**Provided text**
+--

As a result, the polarization demultiplexing becomes possible where
the output signal e.sub.x, which is obtained by signal processing
in the digital signal processor (DSP) 225B, surely corresponds to
the signal component E.sub.X with X polarization and the output
signal e.sub.y surely corresponds to the signal component E.sub.Y
with Y polarization. Similarly, in the receiver 320A, it is
possible to perform the polarization demultiplexing for the
polarization multiplexed signal light transmitted from the
transmitter 310B and to receive them.
[0068] According to this exemplary embodiment, since the line 140
in the digital coherent optical communications system 100 of the
first exemplary embodiment is unnecessary, it is possible to
simplify the configuration of the coherent optical communications
system which is able to perform the polarization demultiplexing
corresponding to the transmitter side.
The Fourth Exemplary Embodiment
[0069] Next, the fourth exemplary embodiment of the present
invention will be described. FIG. 8 is a block diagram showing the
configuration of a digital coherent optical communications system
400 in accordance with the fourth exemplary embodiment of the
present invention. The digital coherent optical communications
system 400 includes a transmitter 410 and a receiver 420.
[0070] The transmitter 410 is provided with a signal light source
(LD) 411, a first phase modulator (PM.sub.X) 412 as a first
modulator, and a second phase modulator (PM.sub.Y) 413 as a second
modulator. In addition, it has a polarization beam splitter (PBS)
415 as an orthogonal multiplexing unit and has a variable optical
attenuator (VOA) 414 and a controller 416, which compose a
transmission control unit.
[0071] The receiver 420 includes a local light source (LO) 421, a
90 degree hybrid circuit 422, and a photo detector (PD) 423, which
compose a coherent optical receiving unit. In addition, it has an
analog-to-digital converter (ADC) 424 and a digital signal
processor (DSP) 425, which compose a signal processing unit, and
has a receiving controller unit 426.
[0072] Here, the controller 416 controls the variable optical
attenuator (VOA) 414 and the receiving controller unit 426 controls
the digital signal processor (DSP) 425, respectively. The
transmitter 410 and the receiver 420 are connected through an
optical fiber 430 and communication is performed thereby. In
addition, the digital coherent optical communications system 400 is
provided with a line 440 which enables communication between the
controller 416 and the receiving controller unit 426.

+--

**Task description**
Could you copy out the stretch of the optical communications passage from "[0068] According to" through "the transmitter side.", renaming "line 140" to "link 140"?

(Entries from a pointing dataset)
+--

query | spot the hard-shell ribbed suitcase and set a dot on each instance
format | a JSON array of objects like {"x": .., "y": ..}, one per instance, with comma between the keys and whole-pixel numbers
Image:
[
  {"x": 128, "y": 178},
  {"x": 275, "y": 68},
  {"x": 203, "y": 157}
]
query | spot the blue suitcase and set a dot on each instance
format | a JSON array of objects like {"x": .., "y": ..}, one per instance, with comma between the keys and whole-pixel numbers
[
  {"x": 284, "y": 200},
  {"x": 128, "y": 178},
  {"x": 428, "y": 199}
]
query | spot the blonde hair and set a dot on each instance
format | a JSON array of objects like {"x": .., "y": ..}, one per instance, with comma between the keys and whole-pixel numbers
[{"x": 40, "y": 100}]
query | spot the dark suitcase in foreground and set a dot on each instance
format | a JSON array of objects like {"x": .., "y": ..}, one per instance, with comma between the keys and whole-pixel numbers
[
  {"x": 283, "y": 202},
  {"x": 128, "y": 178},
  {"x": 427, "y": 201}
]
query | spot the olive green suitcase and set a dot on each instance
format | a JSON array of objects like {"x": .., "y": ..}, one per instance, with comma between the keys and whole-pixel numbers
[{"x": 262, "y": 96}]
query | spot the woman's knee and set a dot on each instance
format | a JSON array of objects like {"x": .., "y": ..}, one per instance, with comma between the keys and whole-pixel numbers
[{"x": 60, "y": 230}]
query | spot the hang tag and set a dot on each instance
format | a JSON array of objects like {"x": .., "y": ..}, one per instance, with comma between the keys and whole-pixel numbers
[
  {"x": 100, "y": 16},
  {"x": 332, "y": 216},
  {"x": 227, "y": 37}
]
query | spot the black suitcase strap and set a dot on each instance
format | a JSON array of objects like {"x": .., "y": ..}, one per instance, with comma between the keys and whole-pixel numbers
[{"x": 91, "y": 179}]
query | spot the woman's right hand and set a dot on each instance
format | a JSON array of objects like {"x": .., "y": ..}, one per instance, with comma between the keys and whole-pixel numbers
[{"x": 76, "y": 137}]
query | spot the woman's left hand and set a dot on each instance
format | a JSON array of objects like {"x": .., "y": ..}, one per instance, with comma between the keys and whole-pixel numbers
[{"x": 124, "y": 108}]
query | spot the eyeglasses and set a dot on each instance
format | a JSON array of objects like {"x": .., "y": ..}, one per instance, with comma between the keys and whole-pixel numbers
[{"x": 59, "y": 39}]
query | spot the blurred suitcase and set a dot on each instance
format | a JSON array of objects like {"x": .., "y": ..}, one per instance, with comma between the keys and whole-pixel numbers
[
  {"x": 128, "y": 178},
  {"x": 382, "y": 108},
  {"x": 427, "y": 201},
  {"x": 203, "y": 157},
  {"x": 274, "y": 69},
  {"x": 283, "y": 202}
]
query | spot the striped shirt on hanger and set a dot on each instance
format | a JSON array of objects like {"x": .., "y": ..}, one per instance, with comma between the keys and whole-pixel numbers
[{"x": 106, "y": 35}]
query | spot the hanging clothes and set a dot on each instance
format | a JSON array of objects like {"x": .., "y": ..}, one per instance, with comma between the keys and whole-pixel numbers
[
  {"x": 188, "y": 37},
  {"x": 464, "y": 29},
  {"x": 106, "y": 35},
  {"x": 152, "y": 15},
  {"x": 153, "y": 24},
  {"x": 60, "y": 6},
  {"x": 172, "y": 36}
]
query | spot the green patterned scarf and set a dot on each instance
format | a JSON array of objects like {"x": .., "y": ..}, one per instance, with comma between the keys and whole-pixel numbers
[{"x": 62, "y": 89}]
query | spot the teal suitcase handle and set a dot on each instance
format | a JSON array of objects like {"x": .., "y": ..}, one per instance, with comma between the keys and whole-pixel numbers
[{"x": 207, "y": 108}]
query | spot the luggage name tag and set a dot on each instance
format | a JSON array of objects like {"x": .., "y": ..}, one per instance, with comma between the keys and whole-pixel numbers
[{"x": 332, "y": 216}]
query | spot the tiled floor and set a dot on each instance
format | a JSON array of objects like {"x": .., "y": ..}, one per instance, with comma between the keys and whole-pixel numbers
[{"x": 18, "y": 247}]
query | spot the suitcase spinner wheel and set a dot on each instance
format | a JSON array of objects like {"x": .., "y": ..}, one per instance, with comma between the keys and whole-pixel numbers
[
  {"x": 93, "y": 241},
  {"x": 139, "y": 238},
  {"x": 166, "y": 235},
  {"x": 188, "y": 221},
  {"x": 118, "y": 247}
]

+--

**The reply**
[0068] According to this exemplary embodiment, since the link 140
in the digital coherent optical communications system 100 of the
first exemplary embodiment is unnecessary, it is possible to
simplify the configuration of the coherent optical communications
system which is able to perform the polarization demultiplexing
corresponding to the transmitter side.